Exercise objective:
When you reach the entries, transcribe each one exactly.

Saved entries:
== == ==

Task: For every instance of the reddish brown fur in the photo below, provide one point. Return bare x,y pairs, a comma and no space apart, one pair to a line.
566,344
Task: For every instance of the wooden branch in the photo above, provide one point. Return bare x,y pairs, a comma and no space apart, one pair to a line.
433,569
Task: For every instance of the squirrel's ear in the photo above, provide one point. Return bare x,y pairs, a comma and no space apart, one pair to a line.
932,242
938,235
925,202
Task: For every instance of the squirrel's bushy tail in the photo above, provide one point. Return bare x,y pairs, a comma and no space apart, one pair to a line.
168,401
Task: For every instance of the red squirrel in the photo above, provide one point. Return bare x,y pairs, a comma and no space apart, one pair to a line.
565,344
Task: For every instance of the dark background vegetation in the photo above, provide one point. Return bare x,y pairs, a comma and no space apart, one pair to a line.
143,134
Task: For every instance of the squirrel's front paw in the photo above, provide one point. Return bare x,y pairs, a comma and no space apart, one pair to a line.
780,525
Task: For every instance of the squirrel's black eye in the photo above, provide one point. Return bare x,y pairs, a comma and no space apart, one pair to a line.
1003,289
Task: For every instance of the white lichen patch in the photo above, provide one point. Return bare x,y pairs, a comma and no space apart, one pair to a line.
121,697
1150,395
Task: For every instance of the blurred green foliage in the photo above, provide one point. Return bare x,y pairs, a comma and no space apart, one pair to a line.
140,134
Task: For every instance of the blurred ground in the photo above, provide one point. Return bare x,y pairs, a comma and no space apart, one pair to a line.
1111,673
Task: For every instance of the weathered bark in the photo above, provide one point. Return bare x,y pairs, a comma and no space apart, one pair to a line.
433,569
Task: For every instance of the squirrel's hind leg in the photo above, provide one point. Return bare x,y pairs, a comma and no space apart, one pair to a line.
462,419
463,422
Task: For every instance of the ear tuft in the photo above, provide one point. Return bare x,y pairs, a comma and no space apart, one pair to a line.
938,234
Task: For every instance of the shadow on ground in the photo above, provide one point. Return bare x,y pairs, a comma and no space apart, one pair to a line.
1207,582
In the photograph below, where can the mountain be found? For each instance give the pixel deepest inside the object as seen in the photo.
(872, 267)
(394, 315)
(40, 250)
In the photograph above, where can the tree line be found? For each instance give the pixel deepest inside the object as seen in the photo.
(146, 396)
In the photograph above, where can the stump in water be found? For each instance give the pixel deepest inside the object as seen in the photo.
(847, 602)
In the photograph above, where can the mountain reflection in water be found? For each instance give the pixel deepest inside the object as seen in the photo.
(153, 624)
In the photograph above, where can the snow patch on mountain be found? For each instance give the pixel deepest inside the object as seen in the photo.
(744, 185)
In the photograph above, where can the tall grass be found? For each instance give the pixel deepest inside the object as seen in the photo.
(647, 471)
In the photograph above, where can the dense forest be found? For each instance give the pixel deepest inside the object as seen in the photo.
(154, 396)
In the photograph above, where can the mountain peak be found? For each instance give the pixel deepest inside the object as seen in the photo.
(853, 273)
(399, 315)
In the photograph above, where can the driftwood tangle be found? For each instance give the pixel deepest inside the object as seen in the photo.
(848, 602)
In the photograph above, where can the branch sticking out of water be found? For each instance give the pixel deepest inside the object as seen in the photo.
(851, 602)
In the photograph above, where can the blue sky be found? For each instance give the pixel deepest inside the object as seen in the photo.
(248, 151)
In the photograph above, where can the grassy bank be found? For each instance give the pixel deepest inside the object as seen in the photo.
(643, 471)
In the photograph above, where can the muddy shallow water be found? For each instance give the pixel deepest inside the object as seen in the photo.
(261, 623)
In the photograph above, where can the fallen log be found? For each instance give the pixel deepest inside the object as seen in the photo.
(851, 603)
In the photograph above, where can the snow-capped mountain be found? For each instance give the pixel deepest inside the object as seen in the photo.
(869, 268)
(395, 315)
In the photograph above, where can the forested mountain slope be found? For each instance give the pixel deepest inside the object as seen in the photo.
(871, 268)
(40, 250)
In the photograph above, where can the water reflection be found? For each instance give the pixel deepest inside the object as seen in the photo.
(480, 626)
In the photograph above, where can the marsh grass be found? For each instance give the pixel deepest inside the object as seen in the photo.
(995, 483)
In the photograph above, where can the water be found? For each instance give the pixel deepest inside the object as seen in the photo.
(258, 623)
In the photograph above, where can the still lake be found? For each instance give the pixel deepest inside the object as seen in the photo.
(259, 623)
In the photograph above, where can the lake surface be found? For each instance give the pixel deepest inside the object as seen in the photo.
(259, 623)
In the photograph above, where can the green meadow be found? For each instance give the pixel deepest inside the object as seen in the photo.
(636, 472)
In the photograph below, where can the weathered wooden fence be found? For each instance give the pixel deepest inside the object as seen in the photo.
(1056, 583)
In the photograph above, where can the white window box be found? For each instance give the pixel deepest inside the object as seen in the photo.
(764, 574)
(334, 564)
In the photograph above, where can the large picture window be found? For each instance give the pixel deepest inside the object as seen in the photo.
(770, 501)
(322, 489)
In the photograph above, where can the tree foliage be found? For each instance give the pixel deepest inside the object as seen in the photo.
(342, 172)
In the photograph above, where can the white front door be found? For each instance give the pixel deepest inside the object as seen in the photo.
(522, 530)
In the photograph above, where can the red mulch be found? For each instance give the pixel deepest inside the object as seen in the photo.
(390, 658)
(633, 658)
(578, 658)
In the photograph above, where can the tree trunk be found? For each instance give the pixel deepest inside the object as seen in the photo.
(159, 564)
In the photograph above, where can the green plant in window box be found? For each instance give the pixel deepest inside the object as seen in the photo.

== == ==

Task output:
Task: For every instance of the reddish brown fur in the photo below, provide one point. Return bare x,y pairs, a comma and no space apart, one pair to a line.
566,344
Task: For every instance of the wooden branch in the photo above, provide one point. Return bare x,y pairs, a comma and no space apart, one pair to a line.
433,569
Task: For every instance of the squirrel's ear in the photo above, provide one point. Return bare x,y pairs, a comma and no space apart, one pair to a line.
932,242
938,235
925,202
Task: For every instance of the squirrel's bushy tail in the photo above, provide one point. Return bare x,y pairs, a comma and no space apart, one pair to a line.
168,401
Task: For every instance of the red squirrel in the photo above, provide one point. Return bare x,y pairs, a comma and no space apart, one pair to a line.
565,344
Task: For every instance of the dark background vegetation in the photo above, provide one point. Return bare x,y pairs, a comma and no space apart, one pair to a line.
143,134
Task: For every instance of the squirrel's front paw in the photo above, provide one point. Return bare x,y pairs, a comma and no space apart, one pair to a line.
780,525
Task: For every instance of the squirrel's black eye in the photo above, provide one point. Return bare x,y pairs, a comma and no space apart, one pair to a line.
1003,289
Task: For every instance of the white lichen patch in the photo above, provide one point. Return bare x,y pairs, a comma and no space apart, one pair to a line.
121,697
1150,395
Task: For every instance of the blurred green foliage in the photo above, provide one point. Return bare x,y pairs, a comma and no space apart, one pair to a line.
140,134
Task: For every instance of the blurred ground in the photo above, provide one point. Return bare x,y pairs, a comma and no space apart, one pair to a line.
1111,673
Task: For every instance of the weathered bark in the photo above, provide one point. Return bare x,y pairs, a comma and no space apart, one pair to a line.
433,569
Task: For every instance of the squirrel's hind leg in the photo above, provide one point. Return bare x,y pairs, a comma and no space apart, one pair to a line.
462,419
463,422
Task: For every instance of the ear tuft in the photo above, provide one point. Return bare x,y pairs, a comma and no space apart, one pair to a line.
938,234
Task: For every instance of the shadow on ground in the photo above, provide one point. Return bare x,y pairs, a comma and no space apart, one pair to a line.
1207,582
In the photograph below, where can the mountain be found? For each instance give the pixel deepest inside the object as seen in the photo.
(872, 267)
(394, 315)
(40, 250)
In the photograph above, where can the tree line be found? For each instance give the pixel deepest inside the object as seen in the photo.
(146, 396)
In the photograph above, where can the stump in water be found? For each instance give the pixel deepest inside the object as seen in the photo.
(847, 602)
In the photograph above, where can the mountain reflection in water be found? For each instance give the pixel deepest inside the object as seen in the photo.
(153, 624)
In the photograph above, where can the snow patch on mountain be found? For each instance give the pixel deepest inside the object as seen in the photo.
(744, 185)
In the photograph above, where can the tall grass be found? For each instance give the pixel deepest inside the object as seen in the photo.
(647, 471)
In the photograph above, where can the dense forest be found? For each instance give the pixel deepest inside the object as seen in the photo.
(154, 396)
In the photograph above, where can the mountain peak be found? For each instance give the pixel deepest inside the object as seen in the photo.
(853, 273)
(399, 315)
In the photograph above, where can the driftwood tangle be found? For each instance give the pixel deepest inside the object as seen in the photo.
(848, 602)
In the photograph above, where can the branch sticking out of water be found? For each instance give the pixel deepest inside the object as seen in the photo.
(851, 602)
In the photograph above, where can the blue sky be found? For each instance give the pixel deepest inside the object as seen in the photo.
(248, 151)
In the photograph above, where can the grassy bank be found? For each instance give the pixel deepest inside the object as seen in the photo.
(643, 471)
In the photograph above, where can the muddy shallow water be found? For each instance give the pixel deepest inside the object as seen in the photo.
(261, 623)
In the photograph above, where can the fallen log be found? For each instance give the pixel deepest inside the object as seen in the photo.
(851, 603)
In the photograph above, where can the snow-capped mountain be found? For each instance give the pixel deepest inside the object as seen in the photo.
(869, 268)
(395, 315)
In the photograph above, where can the forested mountain slope be found? For each instance give the pixel deepest inside the object as seen in the photo.
(871, 268)
(40, 250)
In the photograph above, where can the water reflection be found? For each instance give the pixel deepest inside the object as seen in the photo.
(480, 626)
In the photograph above, where can the marsh grass be found? For each instance give the pixel deepest inside the object as seen in the photo.
(995, 483)
In the photograph above, where can the water be found? For each instance give the pixel deepest inside the object as seen in the photo.
(258, 623)
In the photograph above, where can the still lake be found? For each instance give the pixel deepest inside the object as seen in the photo.
(259, 623)
In the photograph above, where can the lake surface be found? For each instance give the pixel deepest inside the object as seen in the photo.
(259, 623)
In the photograph above, where can the green meadow be found? For each instance give the pixel deepest inside the object as seen in the photo.
(636, 472)
In the photograph below, where can the weathered wooden fence be found? For each instance give the pixel deepest inside the object as seen in the photo.
(1056, 583)
In the photograph above, where can the white window box be found? For each instance give the pixel deepest inside the object as seen in the photo.
(764, 574)
(334, 564)
In the photograph above, where can the large picture window be found? For each instance give the pixel deepest inside the object as seen in the photo.
(770, 501)
(322, 489)
In the photograph above, where can the tree foliage be found? For each instance give the pixel deepest inside the object as seen in the photo.
(342, 172)
In the photograph above, where can the white front door be found? For each instance give the pixel deepest inside the object as seen in the photo.
(522, 530)
In the photograph above, where can the red mulch be found? For each instance give the pixel deepest inside the object as seen in the photo.
(390, 658)
(633, 658)
(578, 658)
In the photograph above, where can the tree trunk be found? For each instance give the pixel deepest inside the object as seen in the photo.
(159, 564)
In the photograph above, where can the green plant in window box be found? For each instance give the pixel deepest inside the object as seen in the photo.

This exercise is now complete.